* **Excerto selecionado**:
● ● ●

1. A autora dedica-se à exploração de um estabelecimento comercial de saúde para tratamento de doentes com e sem internamento.

2. No exercício da sua atividade, a autora tem ao seu serviço diversos trabalhadores.

3. Entre estes trabalhadores, a autora tem ao seu serviço dez trabalhadores com a categoria profissional de auxiliares de ação médica de III.


4. Nas relações laborais entre a autora e os seus trabalhadores é aplicável o contrato coletivo de trabalho celebrado entre a BB – ... e a FESAHT – Federação dos Sindicatos da Agricultura, Alimentação, Bebidas, Hotelaria e Turismo de Portugal, publicado no Boletim do Trabalho e Emprego – n.º 15, de 22 de abril de 2010.


VII


            Do direito:    

           

  A discórdia do recorrente, fundamento deste recurso, consiste em saber qual o sentido que se deve atribuir à cláusula 68ª, alínea b), do CCT, celebrado entre a “BB” a “FESAHT", tendo em vista determinar o que realmente os contraentes quiseram ao reclassificar os trabalhadores das antigas categorias de empregada de enfermaria, bloco operatório, esterilização e auxiliar de hemodiálise, existentes no CCT de 2000 revogado, na atual categoria de auxiliar de ação médica [no CCT 2010, em vigor], no que respeita à progressão nos níveis existentes na categoria, principalmente na passagem de auxiliar de ação médica de nível III para o de auxiliar de ação médica especialista.

           

       Na verdade, o que a Autora solicitou ao Tribunal foi a interpretação da referida cláusula a fim de se definir se esses trabalhadores, para progredirem do nível III para o de especialista, apenas precisam de ter a antiguidade necessária [8 anos de experiência profissional] ou se devem satisfazer, também, as outras condições gerais de progressão.

● ● ●

Entradas do conjunto de dados:
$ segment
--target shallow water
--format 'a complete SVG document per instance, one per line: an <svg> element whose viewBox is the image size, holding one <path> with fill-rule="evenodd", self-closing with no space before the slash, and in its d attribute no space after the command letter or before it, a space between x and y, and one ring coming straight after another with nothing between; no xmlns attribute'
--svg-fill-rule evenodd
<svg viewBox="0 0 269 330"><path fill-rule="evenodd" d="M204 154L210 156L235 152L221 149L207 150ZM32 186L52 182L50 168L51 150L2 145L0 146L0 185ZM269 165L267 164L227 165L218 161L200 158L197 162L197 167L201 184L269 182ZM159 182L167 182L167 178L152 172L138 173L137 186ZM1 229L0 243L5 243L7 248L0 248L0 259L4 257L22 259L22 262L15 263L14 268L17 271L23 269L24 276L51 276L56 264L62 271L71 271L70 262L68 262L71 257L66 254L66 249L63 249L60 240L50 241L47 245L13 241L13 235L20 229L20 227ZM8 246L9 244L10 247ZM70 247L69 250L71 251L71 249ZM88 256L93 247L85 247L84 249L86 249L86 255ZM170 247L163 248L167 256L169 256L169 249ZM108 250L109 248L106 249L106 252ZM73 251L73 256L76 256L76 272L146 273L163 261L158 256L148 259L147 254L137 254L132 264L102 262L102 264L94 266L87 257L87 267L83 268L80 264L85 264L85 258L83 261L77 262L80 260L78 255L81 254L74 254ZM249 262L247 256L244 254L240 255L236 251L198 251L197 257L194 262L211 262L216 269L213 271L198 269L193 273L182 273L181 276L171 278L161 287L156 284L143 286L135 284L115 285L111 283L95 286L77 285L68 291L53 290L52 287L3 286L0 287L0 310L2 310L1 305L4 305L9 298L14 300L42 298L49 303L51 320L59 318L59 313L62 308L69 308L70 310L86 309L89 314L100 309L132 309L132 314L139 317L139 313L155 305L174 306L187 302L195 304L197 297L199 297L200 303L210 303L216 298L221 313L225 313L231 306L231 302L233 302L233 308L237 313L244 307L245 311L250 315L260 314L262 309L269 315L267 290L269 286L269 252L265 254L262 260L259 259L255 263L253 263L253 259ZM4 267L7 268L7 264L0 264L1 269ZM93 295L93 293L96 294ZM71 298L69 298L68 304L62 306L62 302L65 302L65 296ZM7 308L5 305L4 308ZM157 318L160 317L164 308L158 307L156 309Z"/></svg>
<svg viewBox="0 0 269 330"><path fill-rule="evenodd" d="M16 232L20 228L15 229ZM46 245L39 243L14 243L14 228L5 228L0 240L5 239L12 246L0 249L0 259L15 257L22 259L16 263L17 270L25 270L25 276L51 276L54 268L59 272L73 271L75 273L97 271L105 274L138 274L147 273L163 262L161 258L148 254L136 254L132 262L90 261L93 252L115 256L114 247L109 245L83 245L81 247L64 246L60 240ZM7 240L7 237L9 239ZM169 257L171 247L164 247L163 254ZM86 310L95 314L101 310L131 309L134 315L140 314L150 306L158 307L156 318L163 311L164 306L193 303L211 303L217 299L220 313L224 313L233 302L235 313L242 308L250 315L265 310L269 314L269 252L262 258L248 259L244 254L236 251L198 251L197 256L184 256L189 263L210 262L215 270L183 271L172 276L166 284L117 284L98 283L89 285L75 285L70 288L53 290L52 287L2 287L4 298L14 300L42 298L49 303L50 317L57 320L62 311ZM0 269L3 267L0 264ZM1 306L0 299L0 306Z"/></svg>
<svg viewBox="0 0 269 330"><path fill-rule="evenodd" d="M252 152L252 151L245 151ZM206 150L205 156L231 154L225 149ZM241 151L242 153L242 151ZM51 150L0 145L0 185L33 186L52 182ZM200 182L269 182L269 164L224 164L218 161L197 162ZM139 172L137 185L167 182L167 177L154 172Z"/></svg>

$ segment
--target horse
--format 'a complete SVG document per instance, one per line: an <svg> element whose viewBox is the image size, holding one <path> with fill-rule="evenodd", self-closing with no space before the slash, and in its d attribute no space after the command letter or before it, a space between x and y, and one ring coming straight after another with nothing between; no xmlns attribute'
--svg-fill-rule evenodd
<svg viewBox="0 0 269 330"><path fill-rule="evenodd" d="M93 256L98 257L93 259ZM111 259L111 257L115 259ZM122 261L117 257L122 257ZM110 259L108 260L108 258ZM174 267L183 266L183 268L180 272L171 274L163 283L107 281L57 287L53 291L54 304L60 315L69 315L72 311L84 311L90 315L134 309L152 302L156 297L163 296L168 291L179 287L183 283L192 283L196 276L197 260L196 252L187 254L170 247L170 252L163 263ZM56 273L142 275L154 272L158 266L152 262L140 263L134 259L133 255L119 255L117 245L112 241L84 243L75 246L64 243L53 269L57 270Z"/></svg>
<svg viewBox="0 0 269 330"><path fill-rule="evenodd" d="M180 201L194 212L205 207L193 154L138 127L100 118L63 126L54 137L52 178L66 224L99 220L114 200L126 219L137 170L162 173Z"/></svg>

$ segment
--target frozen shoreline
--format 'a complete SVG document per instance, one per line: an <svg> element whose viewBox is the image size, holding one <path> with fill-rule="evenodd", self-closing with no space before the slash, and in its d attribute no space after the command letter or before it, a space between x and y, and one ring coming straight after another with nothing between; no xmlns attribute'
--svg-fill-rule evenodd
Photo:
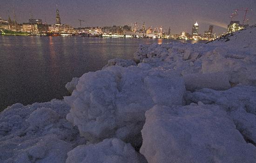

● ● ●

* **O que se pede**: Atualize o excerto sobre o CCT, começando em "4. Nas relações" e terminando em "abril de 2010.", e substitua "contrato coletivo de trabalho" por "CCT".

* **Exercício resolvido**:
4. Nas relações laborais entre a autora e os seus trabalhadores é aplicável o CCT celebrado entre a BB – ... e a FESAHT – Federação dos Sindicatos da Agricultura, Alimentação, Bebidas, Hotelaria e Turismo de Portugal, publicado no Boletim do Trabalho e Emprego – n.º 15, de 22 de abril de 2010.